__WORK TO DO__
(A) Rewrite the community library article between "Back in 2006, Buckinghamshire" and "did, and more.", inclusive, putting "Little Chalfont Community Library" in place of "LCCL".
(B) Extend the article on running a community library past its final sentence.

__TEXT EXTRACT__
======

The Reality of Running a Community Library
Originally Published in Words with Jam, 18th January 2010
With libraries all over the country threatened with closure, and councils promoting the idea of volunteer-run community libraries as the best alternative, what does running a community library really mean?
At the beginning of 2010, I talked to Jim Brooks, Chairman of the Friends of Little Chalfont Community Library, in Buckinghamshire.
Back in 2006, Buckinghamshire County Council closed eight of its libraries. Two of these, including Little Chalfont, have kept going as volunteer-run community libraries, offering a comprehensive library service.Last November, a further 14 were told that they must become community libraries or face closure, leaving only 9 council-run libraries in the county.
Now LCCL is being held up around the country as the model of the future of our libraries, which places Brooks at the eye of the storm. Librarians from all over the country are beating a path to his door, wanting to know how this small community managed to save their library.
And there is no doubt that their achievement is very impressive. They took a small village library that was under threat of closure and turned it into a vibrant community service, providing everything that the public library previously did, and more.
But be under no illusion. This was not simply a matter of a few volunteers taking over the jobs previously done by professional library staff. The original terms from Bucks County Council were that the library had to be provided at NO COST to the Council. The community had to raise enough money to pay for the rent of the existing building, charges for IT equipment, supplies such as bar codes, and a management fee to the Council. They also had to choose whether to pay the council an annual fee (£7k to rent existing stock, or to create their own stock from scratch through donations. (They chose the latter path.)
In all, their running costs amount to some £20k pa – money which is raised from a mixture of public donations, grants, library revenues (i.e. fines), and letting out the building to other community groups.
The volunteer staff, between them, have to provide not only basic librarian skills but Financial Management, Health and Safety, Staff Management, Stock Procurement, Building Maintenance, Data Protection, and a host of other managerial functions.
Bucks has learnt something from these pioneering Community Libraries. The new terms being offered are somewhat more favourable and the council is promising a more cooperative approach. But some other councils, keen to rush through the concept, appear to be ignoring these lessons. Like Bucks four years ago, they expect Community Libraries to be able to go it alone, ignoring the fact that these two communities happened to have what were probably the ideal conditions for this experiment to succeed.

======

__DATA RECORDS__
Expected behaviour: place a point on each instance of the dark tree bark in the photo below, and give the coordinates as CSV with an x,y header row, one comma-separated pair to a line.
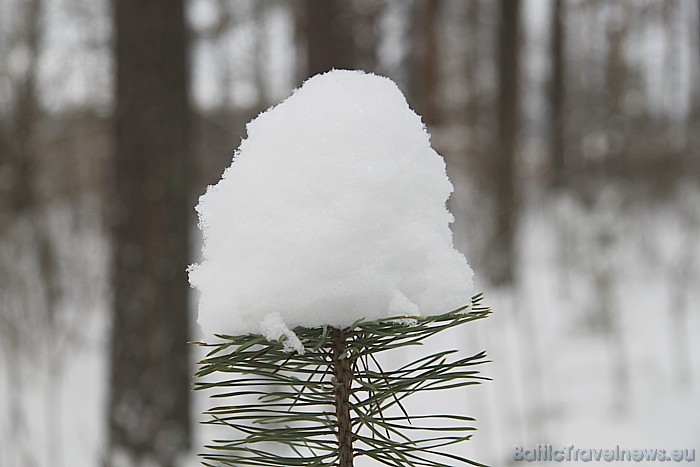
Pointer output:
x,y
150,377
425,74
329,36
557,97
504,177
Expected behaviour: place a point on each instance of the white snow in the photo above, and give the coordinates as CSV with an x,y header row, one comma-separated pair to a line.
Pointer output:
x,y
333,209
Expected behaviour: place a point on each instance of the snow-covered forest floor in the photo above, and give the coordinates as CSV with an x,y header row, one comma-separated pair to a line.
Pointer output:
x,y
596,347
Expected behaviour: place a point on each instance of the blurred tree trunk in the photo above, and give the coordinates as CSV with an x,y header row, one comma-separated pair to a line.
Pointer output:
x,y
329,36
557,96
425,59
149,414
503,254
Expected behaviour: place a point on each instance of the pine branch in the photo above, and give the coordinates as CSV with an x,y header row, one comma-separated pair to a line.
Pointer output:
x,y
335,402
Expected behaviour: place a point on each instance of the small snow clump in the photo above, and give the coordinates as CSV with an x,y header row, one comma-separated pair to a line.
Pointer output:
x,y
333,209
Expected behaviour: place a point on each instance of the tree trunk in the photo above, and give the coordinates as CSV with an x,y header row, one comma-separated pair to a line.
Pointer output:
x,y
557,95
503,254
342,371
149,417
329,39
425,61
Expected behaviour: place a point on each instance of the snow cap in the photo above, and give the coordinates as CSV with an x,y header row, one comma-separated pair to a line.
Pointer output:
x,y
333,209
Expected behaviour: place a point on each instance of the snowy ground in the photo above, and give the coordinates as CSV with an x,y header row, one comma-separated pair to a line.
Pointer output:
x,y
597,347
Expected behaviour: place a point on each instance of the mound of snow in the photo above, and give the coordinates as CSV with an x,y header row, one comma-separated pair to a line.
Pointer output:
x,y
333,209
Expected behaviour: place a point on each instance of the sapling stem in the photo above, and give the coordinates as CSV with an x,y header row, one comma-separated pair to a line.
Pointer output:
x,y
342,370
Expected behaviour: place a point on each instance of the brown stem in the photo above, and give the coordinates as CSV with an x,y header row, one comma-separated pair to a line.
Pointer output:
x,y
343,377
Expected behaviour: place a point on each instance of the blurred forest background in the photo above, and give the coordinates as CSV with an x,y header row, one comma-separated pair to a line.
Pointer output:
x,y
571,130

======

__THE REPLIES__
(A)
Back in 2006, Buckinghamshire County Council closed eight of its libraries. Two of these, including Little Chalfont, have kept going as volunteer-run community libraries, offering a comprehensive library service.Last November, a further 14 were told that they must become community libraries or face closure, leaving only 9 council-run libraries in the county.
Now Little Chalfont Community Library is being held up around the country as the model of the future of our libraries, which places Brooks at the eye of the storm. Librarians from all over the country are beating a path to his door, wanting to know how this small community managed to save their library.
And there is no doubt that their achievement is very impressive. They took a small village library that was under threat of closure and turned it into a vibrant community service, providing everything that the public library previously did, and more.

(B)
Both Little Chalfont and Bucks’ other community library in Chalfont St Giles are in highly prosperous areas at the edge of the London commuter belt. The surrounding communities are both willing and comparatively able to raise the cash for a service it wishes to maintain. What’s more, there is a large pool of people (retired, at home with children etc) who have the professional, managerial and business experience to carry out all the functions necessary to run a library. The same thing simply could not work on, say, a sink estate where many of the residents are second generation unemployed, or a scattered farming community where a majority are working 18 hours a day just to survive.
Yet in elsewhere in the country, areas targeted for community libraries are among the poorest and most rural in the country.
Jim Brooks is angry that Councils are holding LCCL up as the blueprint to be used, willy nilly, elsewhere. He strongly believes that a check list of key criteria must be met in order for a community library such as theirs to be viable.
“Where communities meet these criteria, we are happy to give them all the help we can. But where they don’t, councils must understand, it’s a non-starter.”
Libraries as Social Enterprise
Another model for a community library was that brought forward in Lewisham – a very different environment to Little Chalfont. There, businessman Darren Taylor put in a bid to take over up to four libraries the council intends to close. He spoke to me on the phone from the offices of his business, Eco Computer Systems.
Several years ago, Taylor left an IT job in the city to set up a not-for-profit social enterprise dedicated to computer recycling and the provision of IT training for those without computer access. When the company moved into the Pepys Resource Centre in Deptford and Taylor discovered that the building was a former library, he decided to restore its former function. Starting with a stock of one thousand books donated by Lewisham council, and another fifteen hundred donated by the local community, he set up a small library and computer resource centre.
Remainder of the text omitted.